Everything in the listing should be copied exactly, save for the pictures.

+++ MATERIAL SHOWN +++

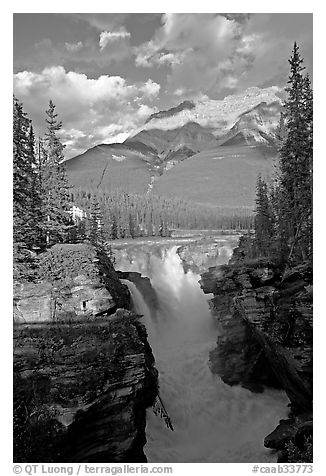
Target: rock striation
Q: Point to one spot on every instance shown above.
(74, 282)
(84, 372)
(265, 332)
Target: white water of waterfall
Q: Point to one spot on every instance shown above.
(212, 421)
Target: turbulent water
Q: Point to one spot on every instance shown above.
(212, 421)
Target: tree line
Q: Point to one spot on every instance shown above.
(43, 201)
(283, 220)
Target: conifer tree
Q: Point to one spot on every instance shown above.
(25, 193)
(264, 222)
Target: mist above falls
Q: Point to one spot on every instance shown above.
(212, 421)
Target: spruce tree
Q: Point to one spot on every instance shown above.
(26, 197)
(296, 162)
(55, 188)
(264, 221)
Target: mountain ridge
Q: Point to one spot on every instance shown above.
(156, 157)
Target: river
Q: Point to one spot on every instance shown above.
(212, 421)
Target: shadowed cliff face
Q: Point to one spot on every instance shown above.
(265, 322)
(212, 421)
(83, 369)
(91, 383)
(75, 282)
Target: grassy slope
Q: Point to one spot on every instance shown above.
(100, 166)
(224, 177)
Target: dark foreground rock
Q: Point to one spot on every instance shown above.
(75, 281)
(144, 285)
(265, 332)
(81, 390)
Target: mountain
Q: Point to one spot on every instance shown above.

+++

● ANSWER AREA:
Target: rock striation
Q: Point to one spot on every instance shown above.
(74, 282)
(84, 372)
(265, 332)
Target: white water of waterfall
Q: Point to one spot on every instance shown above.
(212, 421)
Target: turbulent water
Q: Point to one spot on every instance shown above.
(212, 421)
Target: tree line
Q: Point to one spot on every instance shown above.
(43, 201)
(283, 220)
Target: conifer tree
Q: Point to one spot on every instance shown above.
(25, 193)
(264, 222)
Target: mist above falls
Q: Point to one spot on every instance shown above.
(212, 421)
Target: spruce tree
Q: Point to one spot on every instance shown above.
(26, 197)
(296, 162)
(55, 188)
(264, 221)
Target: mountain ridge
Q: Point to one spot on every instance shown above.
(156, 157)
Target: river
Q: Point to one spot on every instance shown above.
(212, 421)
Target: shadowed cliff face
Q: Point to one spot on every instance shown above.
(265, 322)
(212, 421)
(83, 369)
(91, 383)
(75, 282)
Target: grassy slope
Q: Point to one spot on every instance shown above.
(100, 166)
(224, 177)
Target: dark foreground rock
Q: Point to one spot on every instance shown above.
(75, 281)
(144, 285)
(265, 332)
(81, 390)
Target: mountain
Q: Point to one spot on every instance shown above.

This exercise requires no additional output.